▶ [Work instructions]: Render each line of the entries below as a JSON list of strings, one string per line, with blank lines omitted.

[Begin Exercise materials]

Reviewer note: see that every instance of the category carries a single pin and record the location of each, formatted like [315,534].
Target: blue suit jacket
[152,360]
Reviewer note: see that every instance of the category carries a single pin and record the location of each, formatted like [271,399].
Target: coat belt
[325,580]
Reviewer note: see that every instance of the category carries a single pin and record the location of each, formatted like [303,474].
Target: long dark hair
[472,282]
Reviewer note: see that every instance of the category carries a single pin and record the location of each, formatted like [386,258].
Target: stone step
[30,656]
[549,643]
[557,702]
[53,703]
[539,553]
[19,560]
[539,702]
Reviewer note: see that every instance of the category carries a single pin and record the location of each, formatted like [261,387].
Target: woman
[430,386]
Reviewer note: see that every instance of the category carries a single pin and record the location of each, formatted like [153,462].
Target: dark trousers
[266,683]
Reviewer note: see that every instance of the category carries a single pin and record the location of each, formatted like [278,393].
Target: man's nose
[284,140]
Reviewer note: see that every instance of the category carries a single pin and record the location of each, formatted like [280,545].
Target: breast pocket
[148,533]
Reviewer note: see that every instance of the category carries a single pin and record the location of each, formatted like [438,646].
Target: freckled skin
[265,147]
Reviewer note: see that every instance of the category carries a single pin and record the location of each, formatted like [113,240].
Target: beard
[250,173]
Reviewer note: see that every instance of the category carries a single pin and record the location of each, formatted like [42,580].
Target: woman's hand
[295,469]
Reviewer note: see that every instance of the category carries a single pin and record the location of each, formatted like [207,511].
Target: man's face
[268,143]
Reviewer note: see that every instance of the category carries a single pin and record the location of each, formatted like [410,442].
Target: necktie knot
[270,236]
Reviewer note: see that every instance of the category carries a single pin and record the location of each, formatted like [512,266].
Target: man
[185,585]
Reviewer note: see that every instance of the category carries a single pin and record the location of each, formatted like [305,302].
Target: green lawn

[End Exercise materials]

▶ [Final result]:
[
  "Reviewer note: see that every instance of the category carries a single pin and record the location of each, formatted like [315,534].",
  "Target: blue suit jacket",
  "[152,360]",
  "Reviewer note: see that every instance of the category carries a single pin and record the location of each, formatted like [271,399].",
  "Target: coat belt",
  "[325,580]",
  "Reviewer note: see that every instance of the category carries a single pin and record the location of each, formatted like [303,474].",
  "Target: long dark hair",
  "[472,282]",
  "Reviewer note: see that every instance of the category carries a single pin and record the location of each, formatted like [386,258].",
  "Target: stone step",
  "[30,656]",
  "[549,643]",
  "[557,702]",
  "[53,703]",
  "[539,553]",
  "[19,560]",
  "[539,702]",
  "Reviewer note: see that every instance of the category carries a single pin and record the location of each, formatted like [261,387].",
  "Target: woman",
  "[430,386]",
  "Reviewer note: see that every instance of the category carries a single pin and record the location of each, formatted like [153,462].",
  "Target: dark trousers",
  "[266,683]",
  "Reviewer note: see that every instance of the category carries a single pin and record the location of each, formatted like [278,393].",
  "Target: man's nose",
  "[284,140]",
  "Reviewer note: see that every instance of the category carries a single pin and record the location of each, formatted like [280,545].",
  "Target: breast pocket",
  "[148,533]",
  "Reviewer note: see that every instance of the category carries a single pin and record the location of each, formatted like [438,646].",
  "Target: freckled skin",
  "[265,147]",
  "Reviewer note: see that every instance of the category carries a single pin and record the location of each, formatted like [113,240].",
  "Target: beard",
  "[250,173]",
  "Reviewer note: see that every instance of the category carries a single pin and record the location of each, formatted like [42,580].",
  "Target: woman's hand",
  "[295,469]",
  "Reviewer note: see that every instance of the category carries a single pin and record the location of each, formatted like [207,511].",
  "Target: man's face",
  "[268,143]",
  "Reviewer note: see that every instance of the category carries a single pin and record the location of each, formatted like [410,442].",
  "Target: necktie knot",
  "[270,236]",
  "Reviewer note: see that every instance of the category carries a single pin and record the location of each, formatted like [512,266].",
  "Target: man",
  "[185,585]",
  "Reviewer note: see that every instance of the category carries a single pin and record the location of each, formatted like [305,302].",
  "Target: green lawn"
]